__DOCUMENT__.
--------------------
It depends on whether you plan on carving the top and if so how deep will the carve be. For a 1 3/4" thick guitar I would normally expect somebody to have a 3/4" cap and a carve of around 1/2" deep but it's up to you.

BTW the wood I am using for a back is purpleheart and it is a very hard and heavy piece at 1 3/4" to start and I am going to chamber it and put a maple cap on it.  I was just wondering how thin I should go on the purpleheart.  I don't want it too thin because then it would cost me a fortune to find a piece of quilted maple thick enough, but I want to lower the weight as much as possible, chambering will help, but the thinner I go the less weight it will be.

In which case I would suggest a 1/2" top with a gentle 1/4" carve which would give you greater leeway when choosing how much to chamber it. Of course chambering doesn't just save weight it alters the tone significantly. To save a lot of work and heartache I suggest it would be good idea to play a few chambered guitars and see if you like the sound of a chambered guitar.
--------------------
__DATASET EXTRACT__.
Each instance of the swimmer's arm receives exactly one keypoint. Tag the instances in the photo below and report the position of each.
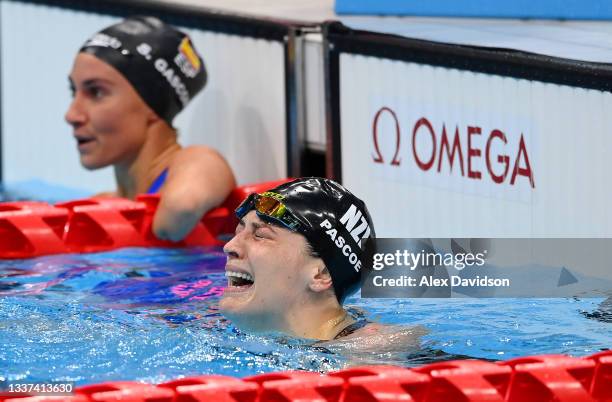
--------------------
__SET TASK__.
Answer these questions about the guitar-building text:
1. For a guitar 1 3/4" thick, how thick a cap would normally be expected?
2. What wood is being used for the back?
3. What top thickness and carve depth are suggested for the chambered build?
The listing is from a different source than the text.

__RESULT OF THIS EXERCISE__.
1. 3/4"
2. Purpleheart
3. A 1/2" top with a gentle 1/4" carve